TEXT PROVIDED start

5 Stars 4 Stars 3 Stars 2 Stars 1 Star 4.9 from 3 reviews
  • Author: Hannah
  • Prep Time: 45 minutes
  • Cook Time: 35 minutes
  • Total Time: 1 hour 20 minutes
  • Yield: 6 servings
  • Category: Salad
  • Method: Baking
  • Cuisine: American
  • Diet: Vegetarian

Description

A festive Christmas Pasta Salad combining roasted cinnamon-spiced sweet potatoes, Christmas-shaped pasta, crisp apples, creamy white cheddar, dried cranberries, walnuts, and peppery arugula, all tossed in a maple balsamic dressing. Perfect for holiday gatherings or a colorful side dish.


Ingredients

Scale

Salad

  • 2 sweet potatoes, diced and roasted
  • 1 tsp cinnamon
  • 8 oz cooked Christmas-shaped pasta
  • 1 Honey Crisp apple, diced
  • 6 oz white cheddar cheese, cubed
  • 1/2 cup dried cranberries
  • 1/2 cup walnuts, chopped
  • 1/2 small red onion, finely diced
  • 2 handfuls baby arugula

Dressing

  • 1/3 cup olive oil
  • 1/4 cup balsamic vinegar
  • 1 tbsp Dijon mustard
  • 1 clove garlic, minced
  • 1 tbsp maple syrup
  • 1/2 tsp salt


Instructions

  1. Preheat Oven: Preheat your oven to 400 degrees Fahrenheit and spray a sheet pan with non-stick spray to prepare for roasting the sweet potatoes.
  2. Prepare Sweet Potatoes: Peel and dice the sweet potatoes, then toss them with cinnamon in a bowl until evenly coated.
  3. Roast Sweet Potatoes: Spread the cinnamon-coated sweet potatoes evenly on the prepared sheet pan and roast in the oven for 35 minutes. Remove and let them cool completely.
  4. Cook Pasta: Boil the Christmas-shaped pasta according to package instructions. Drain and rinse with cold water to cool it down completely.

TEXT PROVIDED end

**CHALLENGE 1**
At what oven temperature does the Christmas pasta salad recipe say to roast the sweet potatoes?
**CHALLENGE 2**
Continue the Christmas pasta salad recipe from its last instruction.
The data after this recipe plays no part in the work.

DATASET EXTRACT start

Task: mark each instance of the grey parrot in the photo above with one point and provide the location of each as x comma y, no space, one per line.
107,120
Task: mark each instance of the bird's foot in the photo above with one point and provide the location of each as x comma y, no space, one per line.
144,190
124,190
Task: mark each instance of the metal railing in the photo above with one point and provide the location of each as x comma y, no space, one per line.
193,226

DATASET EXTRACT end

**EXPECTED OUTPUT 1**
400 degrees Fahrenheit.

**EXPECTED OUTPUT 2**
  5. Make Dressing: In a small bowl, whisk together olive oil, balsamic vinegar, Dijon mustard, minced garlic, maple syrup, and salt until well combined.
  6. Combine Salad Ingredients: In a large bowl, combine the cooled roasted sweet potatoes, cooled cooked pasta, diced apple, cubed white cheddar cheese, dried cranberries, chopped walnuts, finely diced red onion, and baby arugula.
  7. Toss Salad with Dressing: Pour the prepared dressing over the salad ingredients and toss gently until everything is evenly coated.
  8. Serve: Serve the salad immediately for the best freshness and flavor.

Notes

  • For a nut-free version, substitute walnuts with roasted pumpkin seeds or omit entirely.
  • You can use any type of apple; Honey Crisp is recommended for its balance of sweetness and tartness.
  • Allow the sweet potatoes and pasta to cool completely to prevent wilting the arugula.
  • Use gluten-free pasta to make this recipe gluten free.
  • The salad can be prepared a few hours ahead and refrigerated, but add arugula just before serving to keep it fresh.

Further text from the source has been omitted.